RECORD SET

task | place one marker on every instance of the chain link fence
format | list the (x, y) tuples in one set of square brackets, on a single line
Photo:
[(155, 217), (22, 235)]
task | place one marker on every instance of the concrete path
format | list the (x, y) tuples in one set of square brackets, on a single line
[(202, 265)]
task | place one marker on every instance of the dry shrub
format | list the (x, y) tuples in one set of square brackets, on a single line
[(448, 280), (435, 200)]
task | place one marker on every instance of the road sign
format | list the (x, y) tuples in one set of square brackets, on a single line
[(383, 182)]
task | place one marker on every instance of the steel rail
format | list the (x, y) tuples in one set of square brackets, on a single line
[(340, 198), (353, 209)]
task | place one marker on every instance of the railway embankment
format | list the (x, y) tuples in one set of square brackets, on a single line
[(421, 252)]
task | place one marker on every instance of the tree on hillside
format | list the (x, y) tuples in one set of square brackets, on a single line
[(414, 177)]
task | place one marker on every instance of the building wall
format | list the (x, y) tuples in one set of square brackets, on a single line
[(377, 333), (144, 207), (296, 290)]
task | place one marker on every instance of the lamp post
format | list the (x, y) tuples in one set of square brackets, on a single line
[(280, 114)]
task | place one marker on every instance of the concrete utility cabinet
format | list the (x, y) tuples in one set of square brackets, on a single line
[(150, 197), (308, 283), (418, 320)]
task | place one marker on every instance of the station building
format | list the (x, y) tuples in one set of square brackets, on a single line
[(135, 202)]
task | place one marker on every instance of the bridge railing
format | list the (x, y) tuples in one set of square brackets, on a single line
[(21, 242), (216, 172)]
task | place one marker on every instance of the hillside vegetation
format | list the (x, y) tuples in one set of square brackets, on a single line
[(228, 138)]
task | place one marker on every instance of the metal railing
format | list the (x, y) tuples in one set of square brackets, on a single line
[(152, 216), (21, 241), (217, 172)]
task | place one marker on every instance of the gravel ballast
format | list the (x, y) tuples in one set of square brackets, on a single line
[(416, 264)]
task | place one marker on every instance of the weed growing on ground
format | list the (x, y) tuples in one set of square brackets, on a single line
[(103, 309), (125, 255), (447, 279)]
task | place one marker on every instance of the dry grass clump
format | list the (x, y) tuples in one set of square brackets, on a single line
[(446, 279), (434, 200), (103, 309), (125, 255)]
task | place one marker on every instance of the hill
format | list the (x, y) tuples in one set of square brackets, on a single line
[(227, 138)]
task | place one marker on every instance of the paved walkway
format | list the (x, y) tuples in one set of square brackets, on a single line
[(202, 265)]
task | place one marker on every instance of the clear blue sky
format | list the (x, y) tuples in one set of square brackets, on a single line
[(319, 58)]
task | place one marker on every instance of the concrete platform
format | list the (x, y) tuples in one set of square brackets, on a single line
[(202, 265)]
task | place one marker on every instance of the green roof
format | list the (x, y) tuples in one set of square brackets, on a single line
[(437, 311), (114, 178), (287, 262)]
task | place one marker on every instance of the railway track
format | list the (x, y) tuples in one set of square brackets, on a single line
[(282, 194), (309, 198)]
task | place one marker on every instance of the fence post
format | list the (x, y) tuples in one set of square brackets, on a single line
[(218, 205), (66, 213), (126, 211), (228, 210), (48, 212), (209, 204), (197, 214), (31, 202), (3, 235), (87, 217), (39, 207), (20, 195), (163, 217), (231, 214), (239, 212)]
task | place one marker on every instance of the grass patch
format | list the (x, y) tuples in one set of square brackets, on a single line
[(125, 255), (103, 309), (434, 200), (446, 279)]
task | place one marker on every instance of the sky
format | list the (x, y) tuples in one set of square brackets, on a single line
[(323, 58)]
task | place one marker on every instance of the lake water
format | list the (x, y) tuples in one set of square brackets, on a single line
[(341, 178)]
==
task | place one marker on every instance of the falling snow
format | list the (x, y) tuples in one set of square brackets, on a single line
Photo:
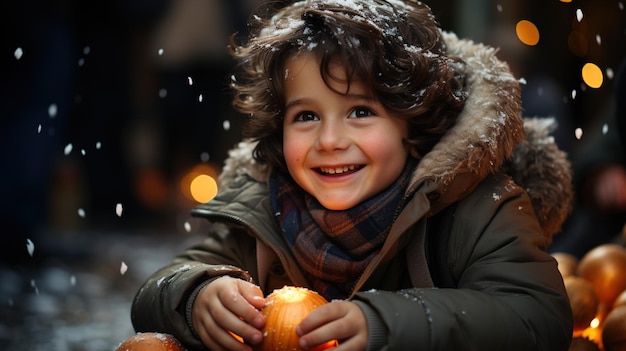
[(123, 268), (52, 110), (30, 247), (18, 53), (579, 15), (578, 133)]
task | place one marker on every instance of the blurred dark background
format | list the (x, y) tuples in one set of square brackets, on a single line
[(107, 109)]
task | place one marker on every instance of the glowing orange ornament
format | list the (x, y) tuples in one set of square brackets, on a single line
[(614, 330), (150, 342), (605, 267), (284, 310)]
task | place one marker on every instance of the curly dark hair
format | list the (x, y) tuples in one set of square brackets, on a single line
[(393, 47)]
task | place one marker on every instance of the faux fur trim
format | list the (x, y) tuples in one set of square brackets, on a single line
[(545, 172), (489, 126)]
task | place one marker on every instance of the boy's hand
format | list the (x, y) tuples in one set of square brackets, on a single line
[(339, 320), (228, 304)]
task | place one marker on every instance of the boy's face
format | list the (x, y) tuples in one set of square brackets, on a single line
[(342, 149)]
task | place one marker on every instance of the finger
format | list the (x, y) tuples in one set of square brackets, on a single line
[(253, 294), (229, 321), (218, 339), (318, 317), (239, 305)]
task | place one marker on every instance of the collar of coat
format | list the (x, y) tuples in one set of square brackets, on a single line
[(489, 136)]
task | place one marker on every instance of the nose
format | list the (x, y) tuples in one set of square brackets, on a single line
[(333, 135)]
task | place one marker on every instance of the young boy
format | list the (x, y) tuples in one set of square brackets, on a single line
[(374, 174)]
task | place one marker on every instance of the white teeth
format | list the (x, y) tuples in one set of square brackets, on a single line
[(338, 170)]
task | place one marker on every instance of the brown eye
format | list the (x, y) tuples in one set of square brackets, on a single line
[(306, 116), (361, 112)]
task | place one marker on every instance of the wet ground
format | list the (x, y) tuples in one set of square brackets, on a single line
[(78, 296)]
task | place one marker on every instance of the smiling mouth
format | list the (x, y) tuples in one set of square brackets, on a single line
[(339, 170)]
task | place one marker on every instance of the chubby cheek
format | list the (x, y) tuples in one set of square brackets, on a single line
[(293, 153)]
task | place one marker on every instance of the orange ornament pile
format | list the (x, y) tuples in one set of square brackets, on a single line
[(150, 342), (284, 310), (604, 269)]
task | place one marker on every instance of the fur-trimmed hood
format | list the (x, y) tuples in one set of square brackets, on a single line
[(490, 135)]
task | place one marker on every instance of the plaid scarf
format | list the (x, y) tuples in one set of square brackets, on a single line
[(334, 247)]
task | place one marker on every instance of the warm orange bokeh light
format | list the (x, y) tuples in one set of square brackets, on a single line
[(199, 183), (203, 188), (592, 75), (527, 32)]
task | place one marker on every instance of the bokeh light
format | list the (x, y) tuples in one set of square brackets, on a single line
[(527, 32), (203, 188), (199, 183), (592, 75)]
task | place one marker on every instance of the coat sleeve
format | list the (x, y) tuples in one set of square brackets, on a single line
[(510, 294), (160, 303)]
---
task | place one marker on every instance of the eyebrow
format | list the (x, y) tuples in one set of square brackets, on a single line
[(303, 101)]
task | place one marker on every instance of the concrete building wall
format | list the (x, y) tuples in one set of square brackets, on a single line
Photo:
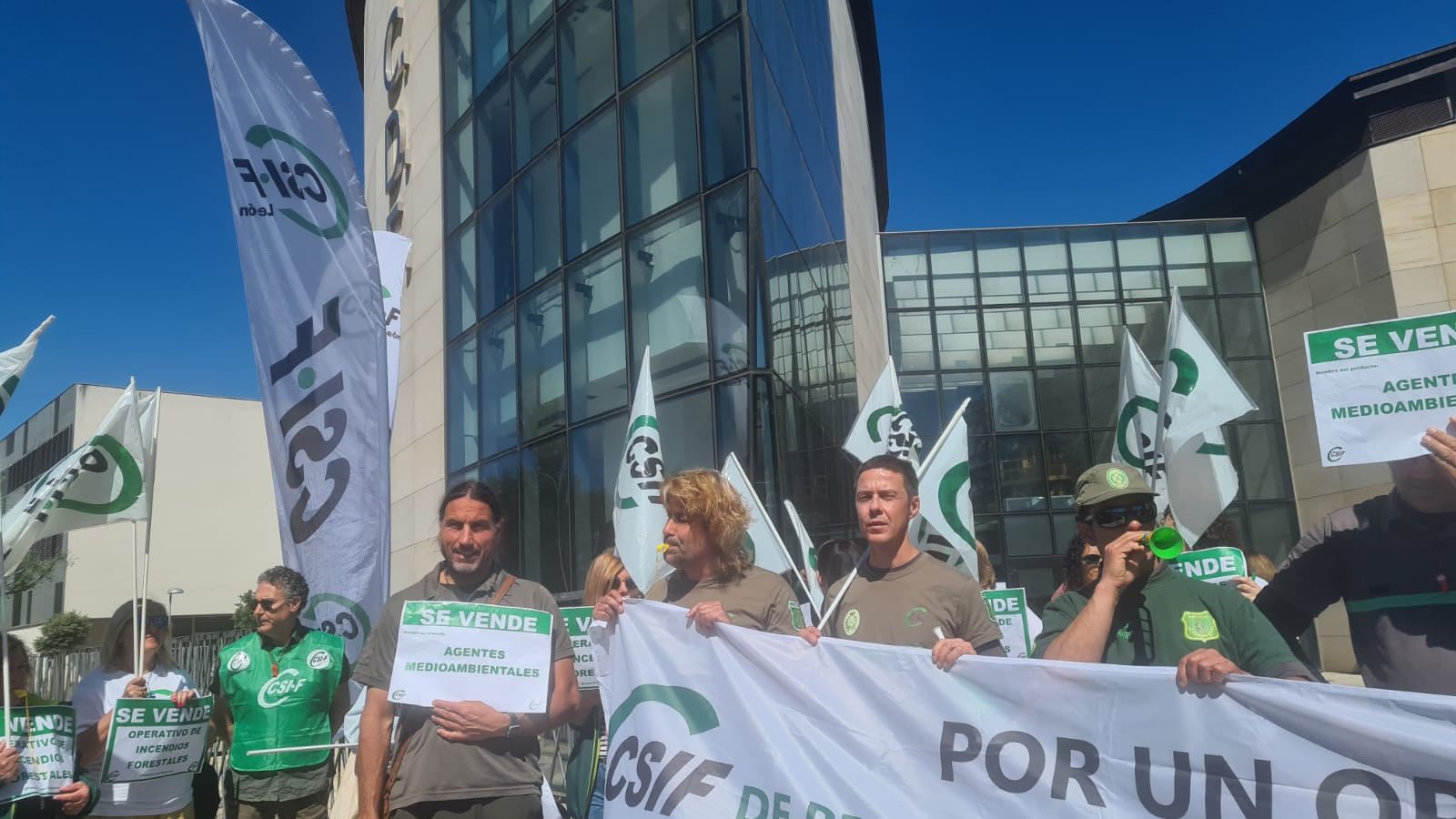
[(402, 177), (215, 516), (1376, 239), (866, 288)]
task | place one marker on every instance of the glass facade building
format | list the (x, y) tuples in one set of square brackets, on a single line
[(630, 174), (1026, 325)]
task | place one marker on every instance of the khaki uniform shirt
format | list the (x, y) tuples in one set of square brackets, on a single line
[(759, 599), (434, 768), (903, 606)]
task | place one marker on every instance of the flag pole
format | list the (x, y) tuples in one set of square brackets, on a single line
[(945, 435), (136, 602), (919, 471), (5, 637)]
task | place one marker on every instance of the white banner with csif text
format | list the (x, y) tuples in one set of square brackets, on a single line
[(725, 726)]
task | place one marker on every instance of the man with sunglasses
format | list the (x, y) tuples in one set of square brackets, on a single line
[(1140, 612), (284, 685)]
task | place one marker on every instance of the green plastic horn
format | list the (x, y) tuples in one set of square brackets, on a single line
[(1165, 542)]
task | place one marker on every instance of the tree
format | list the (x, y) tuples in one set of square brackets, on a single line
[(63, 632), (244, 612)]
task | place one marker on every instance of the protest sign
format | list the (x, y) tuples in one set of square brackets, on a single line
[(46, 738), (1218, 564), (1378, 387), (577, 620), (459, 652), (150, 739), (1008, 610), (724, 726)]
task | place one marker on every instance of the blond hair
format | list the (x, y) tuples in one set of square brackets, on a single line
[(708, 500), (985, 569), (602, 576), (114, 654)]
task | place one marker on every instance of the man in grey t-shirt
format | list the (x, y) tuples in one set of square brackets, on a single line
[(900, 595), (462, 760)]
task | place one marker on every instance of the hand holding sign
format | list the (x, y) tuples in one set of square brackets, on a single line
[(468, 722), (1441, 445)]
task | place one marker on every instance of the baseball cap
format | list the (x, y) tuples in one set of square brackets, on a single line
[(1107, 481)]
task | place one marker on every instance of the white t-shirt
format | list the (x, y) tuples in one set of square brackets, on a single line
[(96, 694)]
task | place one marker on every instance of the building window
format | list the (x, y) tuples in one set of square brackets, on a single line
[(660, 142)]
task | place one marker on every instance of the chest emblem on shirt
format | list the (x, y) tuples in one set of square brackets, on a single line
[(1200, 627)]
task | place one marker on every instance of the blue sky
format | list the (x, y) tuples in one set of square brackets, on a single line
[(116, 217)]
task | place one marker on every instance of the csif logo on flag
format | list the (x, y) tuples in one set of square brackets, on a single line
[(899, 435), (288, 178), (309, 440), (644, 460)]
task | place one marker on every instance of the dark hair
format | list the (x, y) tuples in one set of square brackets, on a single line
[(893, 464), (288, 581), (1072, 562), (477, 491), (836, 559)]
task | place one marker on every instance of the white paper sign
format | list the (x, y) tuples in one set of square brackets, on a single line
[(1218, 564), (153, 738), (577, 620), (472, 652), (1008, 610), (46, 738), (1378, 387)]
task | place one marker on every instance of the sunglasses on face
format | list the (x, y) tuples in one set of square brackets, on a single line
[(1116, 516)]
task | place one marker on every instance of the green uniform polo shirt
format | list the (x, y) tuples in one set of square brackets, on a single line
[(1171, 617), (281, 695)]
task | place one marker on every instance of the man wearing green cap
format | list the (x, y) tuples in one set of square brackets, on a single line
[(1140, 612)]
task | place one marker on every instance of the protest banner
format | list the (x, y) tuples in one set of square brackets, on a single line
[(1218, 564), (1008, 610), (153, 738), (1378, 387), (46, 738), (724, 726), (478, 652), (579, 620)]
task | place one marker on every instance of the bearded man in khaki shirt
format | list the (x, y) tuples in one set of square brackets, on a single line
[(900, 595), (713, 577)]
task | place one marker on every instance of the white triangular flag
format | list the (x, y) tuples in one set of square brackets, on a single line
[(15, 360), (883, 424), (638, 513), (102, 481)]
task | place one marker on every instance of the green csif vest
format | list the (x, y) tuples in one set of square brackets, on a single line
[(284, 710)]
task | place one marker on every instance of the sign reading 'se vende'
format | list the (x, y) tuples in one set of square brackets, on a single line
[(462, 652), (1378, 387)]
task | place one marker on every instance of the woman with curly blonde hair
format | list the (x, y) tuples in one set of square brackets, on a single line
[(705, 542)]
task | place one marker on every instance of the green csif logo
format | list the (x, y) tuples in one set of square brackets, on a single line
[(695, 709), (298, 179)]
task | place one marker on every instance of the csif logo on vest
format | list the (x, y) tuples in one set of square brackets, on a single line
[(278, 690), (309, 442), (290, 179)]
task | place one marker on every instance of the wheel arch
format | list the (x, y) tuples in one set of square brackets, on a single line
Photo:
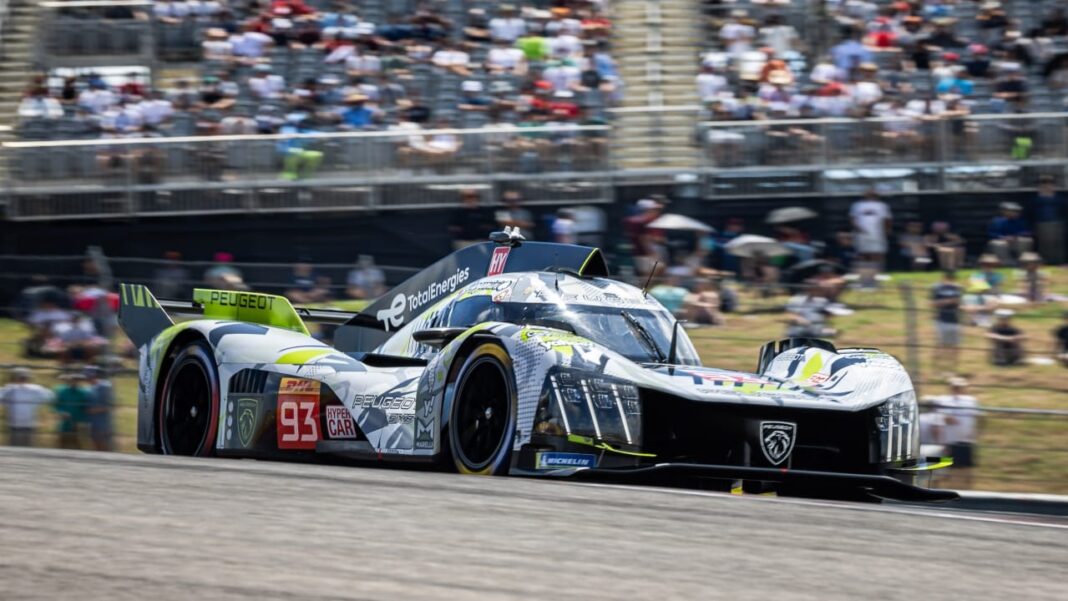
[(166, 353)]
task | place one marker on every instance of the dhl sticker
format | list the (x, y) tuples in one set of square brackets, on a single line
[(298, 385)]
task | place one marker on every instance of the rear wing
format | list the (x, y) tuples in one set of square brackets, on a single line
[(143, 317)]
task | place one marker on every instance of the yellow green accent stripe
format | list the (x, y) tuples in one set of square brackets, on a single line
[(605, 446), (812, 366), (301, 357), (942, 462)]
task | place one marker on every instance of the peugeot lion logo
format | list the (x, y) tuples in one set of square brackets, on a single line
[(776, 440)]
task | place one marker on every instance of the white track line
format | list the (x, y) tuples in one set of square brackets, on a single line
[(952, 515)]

WORK TO COMPLETE
Pull out the lines above in which the word "ornament" appears.

SOLVED EXERCISE
task | place one marker on every instance of the glowing orange ornament
task | place one marker on every instance of the orange ornament pile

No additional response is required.